Count how many lines in the items that follow contain the word "below". Give only that number.

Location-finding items
* start *

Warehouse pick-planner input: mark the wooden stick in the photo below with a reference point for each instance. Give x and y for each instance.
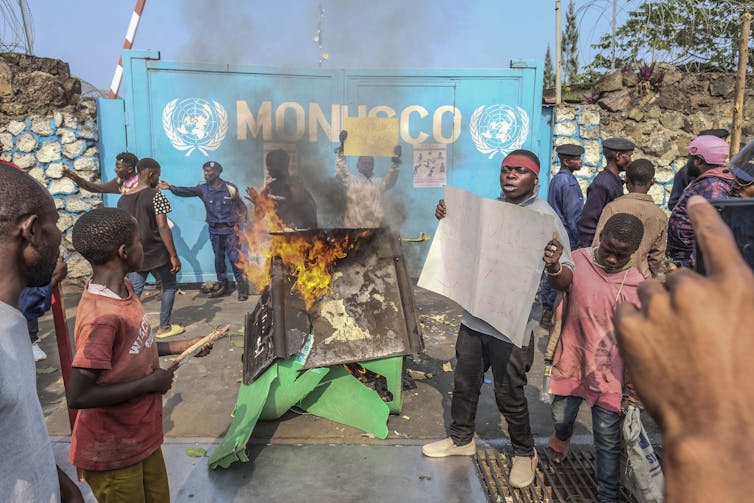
(63, 338)
(738, 104)
(197, 346)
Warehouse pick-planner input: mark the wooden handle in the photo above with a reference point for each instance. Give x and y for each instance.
(211, 337)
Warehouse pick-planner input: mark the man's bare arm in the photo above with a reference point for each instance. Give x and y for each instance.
(688, 349)
(110, 187)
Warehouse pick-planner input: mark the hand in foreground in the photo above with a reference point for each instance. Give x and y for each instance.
(440, 211)
(162, 380)
(552, 254)
(688, 352)
(206, 348)
(175, 265)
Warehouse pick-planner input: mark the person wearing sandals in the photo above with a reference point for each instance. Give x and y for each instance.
(587, 365)
(150, 208)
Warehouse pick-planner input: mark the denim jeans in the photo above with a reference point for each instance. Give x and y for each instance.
(475, 353)
(169, 288)
(222, 245)
(607, 440)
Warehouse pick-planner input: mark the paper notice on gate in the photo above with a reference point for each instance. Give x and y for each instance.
(487, 256)
(375, 136)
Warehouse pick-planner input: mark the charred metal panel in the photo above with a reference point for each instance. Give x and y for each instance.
(367, 314)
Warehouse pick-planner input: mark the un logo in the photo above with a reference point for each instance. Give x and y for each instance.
(499, 129)
(194, 124)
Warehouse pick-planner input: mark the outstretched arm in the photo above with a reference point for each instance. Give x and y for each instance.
(180, 191)
(392, 175)
(110, 187)
(341, 168)
(85, 393)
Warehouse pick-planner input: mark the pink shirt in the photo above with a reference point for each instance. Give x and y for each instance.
(586, 362)
(114, 336)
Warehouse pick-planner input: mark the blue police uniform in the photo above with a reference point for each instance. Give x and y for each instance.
(567, 200)
(223, 205)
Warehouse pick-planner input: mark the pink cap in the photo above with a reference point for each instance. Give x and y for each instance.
(712, 149)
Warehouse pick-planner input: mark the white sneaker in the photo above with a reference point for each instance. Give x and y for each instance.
(523, 471)
(38, 353)
(446, 447)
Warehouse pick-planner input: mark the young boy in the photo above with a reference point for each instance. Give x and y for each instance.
(116, 380)
(587, 365)
(226, 217)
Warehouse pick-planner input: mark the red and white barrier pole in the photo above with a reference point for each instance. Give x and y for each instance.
(130, 35)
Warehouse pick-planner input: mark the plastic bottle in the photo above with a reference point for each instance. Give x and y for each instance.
(544, 392)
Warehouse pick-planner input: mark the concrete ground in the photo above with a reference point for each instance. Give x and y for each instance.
(197, 410)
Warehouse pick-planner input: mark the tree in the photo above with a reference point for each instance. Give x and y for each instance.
(571, 46)
(549, 72)
(696, 34)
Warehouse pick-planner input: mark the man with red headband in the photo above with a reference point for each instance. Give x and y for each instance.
(480, 346)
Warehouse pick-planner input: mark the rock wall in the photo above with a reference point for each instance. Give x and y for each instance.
(46, 126)
(661, 118)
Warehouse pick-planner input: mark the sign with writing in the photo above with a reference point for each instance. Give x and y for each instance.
(375, 136)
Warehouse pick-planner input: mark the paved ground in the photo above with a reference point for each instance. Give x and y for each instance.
(197, 410)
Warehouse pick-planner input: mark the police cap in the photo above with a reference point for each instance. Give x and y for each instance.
(214, 165)
(570, 149)
(618, 144)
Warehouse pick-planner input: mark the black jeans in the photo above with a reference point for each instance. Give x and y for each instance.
(475, 353)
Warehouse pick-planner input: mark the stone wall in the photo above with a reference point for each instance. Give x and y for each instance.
(661, 118)
(46, 126)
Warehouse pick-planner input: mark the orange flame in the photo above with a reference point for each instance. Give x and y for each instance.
(310, 257)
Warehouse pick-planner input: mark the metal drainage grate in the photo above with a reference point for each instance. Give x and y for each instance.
(572, 481)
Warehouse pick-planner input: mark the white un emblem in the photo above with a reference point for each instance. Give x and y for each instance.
(499, 129)
(195, 124)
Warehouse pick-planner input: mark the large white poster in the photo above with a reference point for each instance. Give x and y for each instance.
(487, 256)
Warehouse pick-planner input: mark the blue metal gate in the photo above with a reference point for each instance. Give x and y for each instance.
(463, 121)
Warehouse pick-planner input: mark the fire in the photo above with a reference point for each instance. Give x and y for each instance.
(310, 256)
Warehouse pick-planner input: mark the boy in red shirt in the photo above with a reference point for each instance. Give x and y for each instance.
(116, 379)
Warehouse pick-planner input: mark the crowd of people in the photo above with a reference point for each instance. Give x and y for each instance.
(617, 322)
(606, 248)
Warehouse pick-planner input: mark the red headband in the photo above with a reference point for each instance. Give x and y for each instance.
(517, 160)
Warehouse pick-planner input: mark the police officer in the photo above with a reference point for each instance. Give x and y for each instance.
(226, 216)
(564, 194)
(605, 187)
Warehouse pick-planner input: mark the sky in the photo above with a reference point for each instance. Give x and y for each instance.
(448, 34)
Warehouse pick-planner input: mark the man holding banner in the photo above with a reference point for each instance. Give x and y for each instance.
(364, 191)
(500, 255)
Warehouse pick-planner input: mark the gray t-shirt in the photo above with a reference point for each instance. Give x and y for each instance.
(27, 466)
(541, 206)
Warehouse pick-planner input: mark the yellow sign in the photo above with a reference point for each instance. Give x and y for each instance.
(376, 136)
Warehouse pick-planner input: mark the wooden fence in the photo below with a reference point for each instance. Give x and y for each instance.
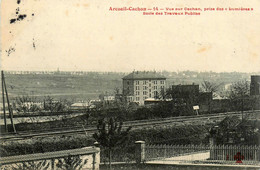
(203, 153)
(83, 158)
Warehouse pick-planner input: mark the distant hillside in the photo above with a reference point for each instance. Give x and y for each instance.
(88, 85)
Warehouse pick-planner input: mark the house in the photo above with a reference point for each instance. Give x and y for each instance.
(140, 85)
(255, 85)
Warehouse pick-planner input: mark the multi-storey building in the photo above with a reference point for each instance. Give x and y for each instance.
(255, 85)
(139, 86)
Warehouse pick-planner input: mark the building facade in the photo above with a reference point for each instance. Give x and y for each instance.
(139, 86)
(255, 85)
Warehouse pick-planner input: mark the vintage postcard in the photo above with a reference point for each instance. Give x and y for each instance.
(130, 84)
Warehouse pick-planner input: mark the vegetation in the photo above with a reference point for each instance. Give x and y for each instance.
(239, 95)
(111, 135)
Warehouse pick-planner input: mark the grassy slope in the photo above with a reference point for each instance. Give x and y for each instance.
(90, 85)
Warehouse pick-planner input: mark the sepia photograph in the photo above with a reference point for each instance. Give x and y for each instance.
(130, 85)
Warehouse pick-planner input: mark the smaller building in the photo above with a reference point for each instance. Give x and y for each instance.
(141, 85)
(255, 85)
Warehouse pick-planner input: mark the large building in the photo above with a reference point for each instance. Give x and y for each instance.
(141, 85)
(255, 85)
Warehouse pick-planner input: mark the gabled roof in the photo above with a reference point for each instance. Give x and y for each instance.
(143, 75)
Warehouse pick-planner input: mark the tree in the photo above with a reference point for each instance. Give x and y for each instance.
(110, 135)
(239, 92)
(212, 88)
(207, 86)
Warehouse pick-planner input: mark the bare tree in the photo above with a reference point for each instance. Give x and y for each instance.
(207, 86)
(110, 135)
(238, 94)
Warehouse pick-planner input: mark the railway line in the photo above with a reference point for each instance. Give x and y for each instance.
(137, 124)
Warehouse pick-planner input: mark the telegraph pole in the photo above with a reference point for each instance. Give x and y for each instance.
(4, 90)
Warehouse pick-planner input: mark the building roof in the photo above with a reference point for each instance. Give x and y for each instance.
(142, 75)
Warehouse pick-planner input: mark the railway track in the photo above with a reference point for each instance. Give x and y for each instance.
(135, 125)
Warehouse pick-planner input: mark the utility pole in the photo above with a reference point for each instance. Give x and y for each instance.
(4, 90)
(3, 95)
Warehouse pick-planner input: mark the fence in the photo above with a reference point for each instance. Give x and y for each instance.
(202, 154)
(83, 158)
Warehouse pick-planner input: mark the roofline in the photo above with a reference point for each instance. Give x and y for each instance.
(161, 78)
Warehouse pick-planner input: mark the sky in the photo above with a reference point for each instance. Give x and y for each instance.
(83, 35)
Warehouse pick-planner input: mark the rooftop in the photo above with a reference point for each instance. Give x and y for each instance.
(141, 75)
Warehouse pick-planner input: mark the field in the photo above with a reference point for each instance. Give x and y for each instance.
(91, 84)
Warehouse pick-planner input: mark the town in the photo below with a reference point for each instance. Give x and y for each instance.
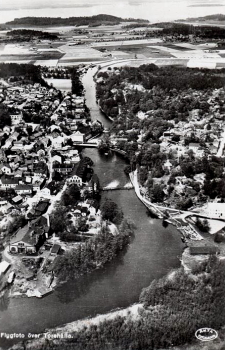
(42, 170)
(112, 183)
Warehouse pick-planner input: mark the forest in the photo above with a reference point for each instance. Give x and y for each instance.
(94, 253)
(28, 35)
(202, 32)
(71, 21)
(173, 309)
(29, 72)
(168, 97)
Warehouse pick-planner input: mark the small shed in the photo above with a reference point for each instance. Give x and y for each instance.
(204, 250)
(4, 266)
(55, 249)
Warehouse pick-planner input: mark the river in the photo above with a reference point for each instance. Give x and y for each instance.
(154, 251)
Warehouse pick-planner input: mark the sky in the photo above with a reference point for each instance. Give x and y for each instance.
(37, 4)
(153, 10)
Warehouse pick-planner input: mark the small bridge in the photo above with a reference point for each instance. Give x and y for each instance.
(118, 188)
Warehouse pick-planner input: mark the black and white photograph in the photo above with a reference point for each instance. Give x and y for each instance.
(112, 175)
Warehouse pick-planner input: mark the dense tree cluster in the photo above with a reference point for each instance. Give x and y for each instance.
(28, 35)
(5, 118)
(174, 308)
(185, 29)
(94, 253)
(71, 21)
(169, 96)
(26, 72)
(111, 211)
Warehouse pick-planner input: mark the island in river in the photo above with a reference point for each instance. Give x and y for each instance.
(153, 251)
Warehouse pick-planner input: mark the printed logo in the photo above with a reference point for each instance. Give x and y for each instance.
(206, 334)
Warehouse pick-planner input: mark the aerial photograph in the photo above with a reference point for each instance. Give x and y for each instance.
(112, 175)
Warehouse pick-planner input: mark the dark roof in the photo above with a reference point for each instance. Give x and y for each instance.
(9, 180)
(204, 250)
(79, 169)
(25, 234)
(42, 206)
(17, 199)
(23, 187)
(55, 249)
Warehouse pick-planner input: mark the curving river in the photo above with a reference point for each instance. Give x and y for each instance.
(154, 251)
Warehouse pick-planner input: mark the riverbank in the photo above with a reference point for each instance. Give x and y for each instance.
(126, 326)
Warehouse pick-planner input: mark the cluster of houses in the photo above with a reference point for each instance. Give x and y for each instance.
(33, 152)
(205, 131)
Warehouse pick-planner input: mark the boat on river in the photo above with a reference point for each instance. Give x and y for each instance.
(11, 277)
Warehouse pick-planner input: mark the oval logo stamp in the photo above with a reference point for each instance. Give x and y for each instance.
(206, 334)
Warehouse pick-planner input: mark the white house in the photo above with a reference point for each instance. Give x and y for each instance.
(57, 158)
(16, 118)
(75, 179)
(5, 168)
(23, 189)
(78, 137)
(215, 210)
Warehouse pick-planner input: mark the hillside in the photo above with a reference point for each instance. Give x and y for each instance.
(71, 21)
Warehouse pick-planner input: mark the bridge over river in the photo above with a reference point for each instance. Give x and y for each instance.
(117, 188)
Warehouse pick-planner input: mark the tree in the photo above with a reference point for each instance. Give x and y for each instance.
(157, 193)
(203, 225)
(71, 196)
(110, 211)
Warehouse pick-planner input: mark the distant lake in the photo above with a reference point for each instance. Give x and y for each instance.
(155, 11)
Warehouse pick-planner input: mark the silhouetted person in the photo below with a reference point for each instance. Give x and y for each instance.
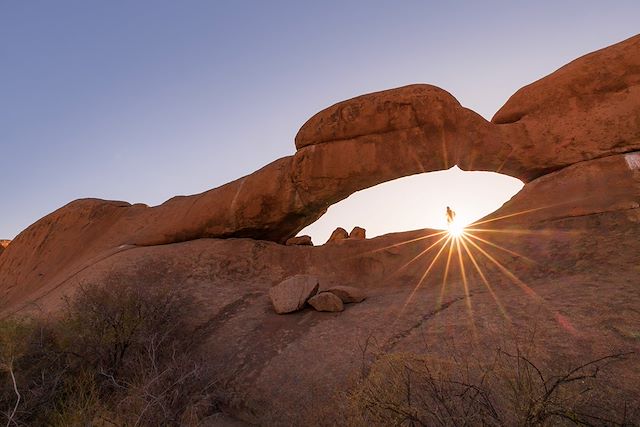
(451, 215)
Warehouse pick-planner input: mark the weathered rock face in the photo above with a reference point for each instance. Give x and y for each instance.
(358, 233)
(587, 109)
(561, 255)
(293, 293)
(299, 241)
(337, 235)
(326, 301)
(348, 294)
(3, 244)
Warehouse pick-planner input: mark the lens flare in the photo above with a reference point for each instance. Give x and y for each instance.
(456, 229)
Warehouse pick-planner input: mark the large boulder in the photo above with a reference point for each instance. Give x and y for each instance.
(326, 301)
(587, 109)
(293, 293)
(358, 233)
(337, 235)
(299, 241)
(3, 244)
(348, 294)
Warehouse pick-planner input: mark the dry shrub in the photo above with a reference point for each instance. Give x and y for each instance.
(119, 354)
(405, 389)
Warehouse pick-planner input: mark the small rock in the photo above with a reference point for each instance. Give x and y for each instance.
(358, 233)
(292, 294)
(326, 301)
(299, 241)
(348, 294)
(338, 234)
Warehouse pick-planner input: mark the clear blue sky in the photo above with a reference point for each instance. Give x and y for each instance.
(143, 100)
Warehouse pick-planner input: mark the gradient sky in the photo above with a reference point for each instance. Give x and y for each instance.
(144, 100)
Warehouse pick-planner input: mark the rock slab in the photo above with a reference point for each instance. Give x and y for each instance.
(292, 294)
(358, 233)
(326, 301)
(348, 294)
(299, 241)
(338, 234)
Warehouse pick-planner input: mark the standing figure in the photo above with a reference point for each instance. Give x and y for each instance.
(451, 216)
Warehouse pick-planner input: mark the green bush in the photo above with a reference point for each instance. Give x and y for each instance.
(117, 354)
(405, 389)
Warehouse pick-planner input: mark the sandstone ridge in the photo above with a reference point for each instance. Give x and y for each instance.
(347, 147)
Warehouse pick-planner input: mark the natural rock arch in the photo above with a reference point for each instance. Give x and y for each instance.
(587, 109)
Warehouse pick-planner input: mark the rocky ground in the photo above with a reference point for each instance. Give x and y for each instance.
(554, 270)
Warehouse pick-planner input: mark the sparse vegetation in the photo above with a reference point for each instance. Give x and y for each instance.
(117, 355)
(405, 389)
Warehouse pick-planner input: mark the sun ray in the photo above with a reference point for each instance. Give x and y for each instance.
(510, 215)
(423, 252)
(425, 274)
(466, 290)
(417, 239)
(484, 278)
(446, 274)
(506, 271)
(522, 231)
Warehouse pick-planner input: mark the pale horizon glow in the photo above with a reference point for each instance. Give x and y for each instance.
(416, 202)
(144, 100)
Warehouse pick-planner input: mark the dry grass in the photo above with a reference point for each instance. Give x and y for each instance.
(117, 355)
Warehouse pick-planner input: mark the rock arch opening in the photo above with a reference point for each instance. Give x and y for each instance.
(416, 202)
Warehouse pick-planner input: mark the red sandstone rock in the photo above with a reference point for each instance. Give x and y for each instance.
(337, 235)
(292, 294)
(326, 301)
(358, 233)
(3, 245)
(348, 294)
(587, 109)
(584, 110)
(299, 241)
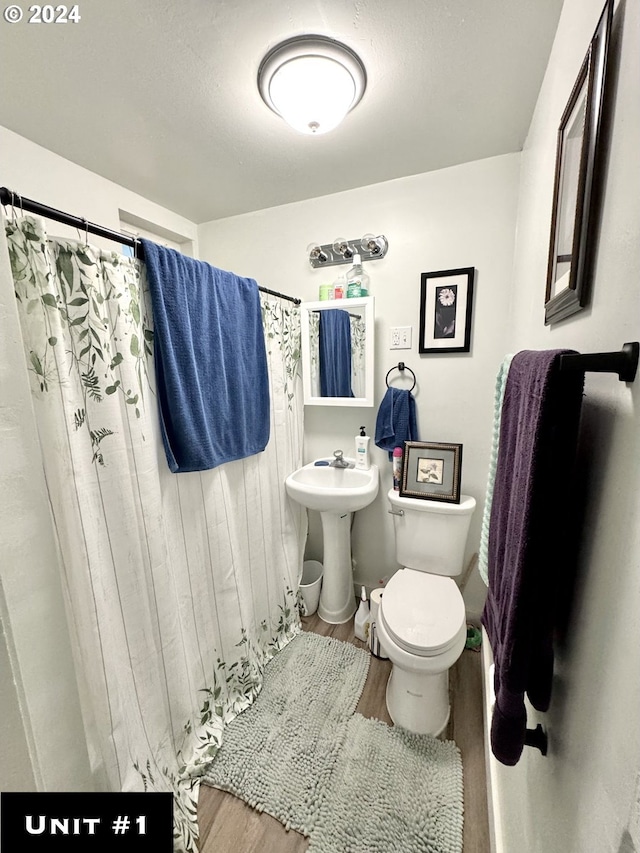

* end *

Finished answer: 4